**Data provided**
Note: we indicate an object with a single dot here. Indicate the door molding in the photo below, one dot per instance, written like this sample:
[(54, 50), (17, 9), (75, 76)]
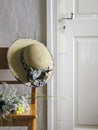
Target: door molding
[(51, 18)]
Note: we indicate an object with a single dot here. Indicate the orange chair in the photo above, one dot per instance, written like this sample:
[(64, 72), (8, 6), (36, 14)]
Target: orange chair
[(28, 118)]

---

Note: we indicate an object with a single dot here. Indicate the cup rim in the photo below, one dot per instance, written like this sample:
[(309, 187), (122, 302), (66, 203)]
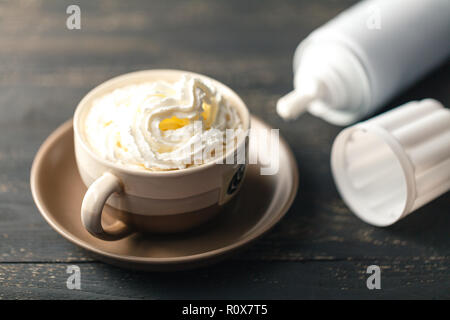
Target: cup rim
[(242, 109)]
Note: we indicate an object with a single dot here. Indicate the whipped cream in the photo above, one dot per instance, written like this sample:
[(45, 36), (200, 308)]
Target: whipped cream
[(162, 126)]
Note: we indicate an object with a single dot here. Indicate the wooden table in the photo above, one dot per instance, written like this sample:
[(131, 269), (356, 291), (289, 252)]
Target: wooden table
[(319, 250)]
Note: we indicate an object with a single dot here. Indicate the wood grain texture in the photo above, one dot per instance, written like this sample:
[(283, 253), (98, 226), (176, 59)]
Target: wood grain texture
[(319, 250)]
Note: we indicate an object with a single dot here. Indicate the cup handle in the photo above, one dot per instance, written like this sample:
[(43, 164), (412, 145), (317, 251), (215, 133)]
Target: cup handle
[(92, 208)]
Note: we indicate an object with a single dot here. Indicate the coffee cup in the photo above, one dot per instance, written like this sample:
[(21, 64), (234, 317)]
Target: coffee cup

**What is needed**
Return each line from the listing above that contains the string "texture", copied unchanged and in its original order.

**Result of this task**
Note: we indicate an object with a single dot here. Indicate the wood grain texture in the photo above, one dot per instance, written like this sample:
Target: wood grain texture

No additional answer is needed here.